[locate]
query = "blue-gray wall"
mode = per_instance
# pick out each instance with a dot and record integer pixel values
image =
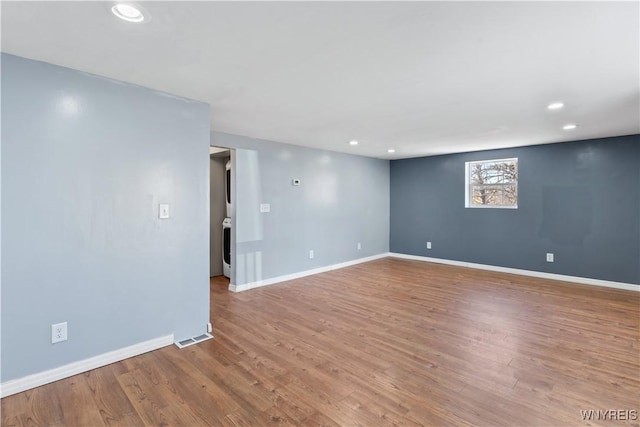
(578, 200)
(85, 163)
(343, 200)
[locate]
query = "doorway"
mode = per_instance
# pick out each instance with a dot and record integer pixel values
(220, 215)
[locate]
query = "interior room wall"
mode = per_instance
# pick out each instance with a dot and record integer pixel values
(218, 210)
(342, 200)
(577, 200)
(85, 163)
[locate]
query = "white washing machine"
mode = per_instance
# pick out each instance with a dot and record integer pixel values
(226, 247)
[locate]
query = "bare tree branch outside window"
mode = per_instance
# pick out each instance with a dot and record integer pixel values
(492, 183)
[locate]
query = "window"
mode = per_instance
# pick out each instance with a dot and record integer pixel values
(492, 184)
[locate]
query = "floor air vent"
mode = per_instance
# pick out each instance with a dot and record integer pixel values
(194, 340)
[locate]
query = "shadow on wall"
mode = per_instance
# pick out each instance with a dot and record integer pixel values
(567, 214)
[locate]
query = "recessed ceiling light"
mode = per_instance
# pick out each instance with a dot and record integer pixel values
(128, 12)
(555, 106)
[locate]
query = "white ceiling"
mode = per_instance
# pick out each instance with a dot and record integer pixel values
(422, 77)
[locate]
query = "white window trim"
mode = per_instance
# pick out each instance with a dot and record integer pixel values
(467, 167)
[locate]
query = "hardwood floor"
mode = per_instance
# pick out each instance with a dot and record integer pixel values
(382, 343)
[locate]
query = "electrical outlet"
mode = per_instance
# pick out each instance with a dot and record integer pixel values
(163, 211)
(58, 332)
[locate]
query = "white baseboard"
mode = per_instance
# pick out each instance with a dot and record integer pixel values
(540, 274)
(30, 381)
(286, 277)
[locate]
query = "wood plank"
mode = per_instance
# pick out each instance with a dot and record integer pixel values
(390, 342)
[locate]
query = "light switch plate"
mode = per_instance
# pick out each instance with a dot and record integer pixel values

★ ★ ★ ★ ★

Description of the task →
Everything in the listing except the pictures must come back exactly as written.

Written response →
[locate]
query = "blue-gray wall"
mode = per_instance
# pick out each instance with a dot and record integer pixel values
image =
(578, 200)
(85, 163)
(343, 200)
[locate]
query = "doorway"
mode = per_instance
# pick out each instance with a dot and record integer pixel values
(220, 215)
[locate]
query = "interior room wall"
mode = per_instance
# pick out each instance with a dot and record integer pixel values
(218, 210)
(342, 200)
(577, 200)
(85, 163)
[locate]
query = "white washing machine"
mode = per_instance
# pick out each instance with a dot and record integer pixel values
(226, 247)
[locate]
query = "bare tree branch outside window"
mode = per_instance
# pick out each instance with a dot and record integer pixel values
(492, 183)
[locate]
query = "window"
mode = per_instance
# pick out each instance with a dot and record integer pixel values
(492, 184)
[locate]
query = "floor air vent"
mode = per_instance
# pick out each instance with a dot and record integer pixel values
(194, 340)
[locate]
query = "shadow on wall"
mode = per_instance
# pick out each instance with a dot and record integer pixel values
(567, 214)
[locate]
query = "recessed ceiling light"
mode = per_instance
# pick out each instance with a dot and record integer pixel values
(128, 12)
(555, 106)
[locate]
query = "white ceiling"
mode = per_instance
# pick out each instance with a dot and record integer pixel values
(422, 77)
[locate]
query = "white window trim"
mode = per_instance
# pick out each instance with a dot and record integer pixel values
(467, 167)
[locate]
query = "hardwood floor"
mode = per_instance
# pick out each instance with a dot and record integer pixel values
(382, 343)
[locate]
query = "electrical outlet"
mode = per_instance
# pick out each instance with a dot and record integer pixel values
(163, 211)
(58, 332)
[locate]
query = "white baseboard"
mode = per_instance
# pick out each instance with a dot and record integer pixel values
(540, 274)
(30, 381)
(286, 277)
[locate]
query = "wood plank"
mode = per_instance
# pick out each instance with a dot and record integer pixel values
(390, 342)
[locate]
query = "light switch plate"
mode = per_instance
# pick out each instance with a dot and record integer pixel values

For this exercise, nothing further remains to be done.